Exercise brief:
From the first line to the last, give the records again exactly.

(Data excerpts)

==========

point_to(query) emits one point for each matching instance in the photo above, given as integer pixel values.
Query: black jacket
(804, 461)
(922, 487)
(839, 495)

==========

Reply:
point_to(query) emits one point for each matching instance in the photo above, given as integer pixel values.
Query: black jacket
(804, 461)
(922, 487)
(839, 495)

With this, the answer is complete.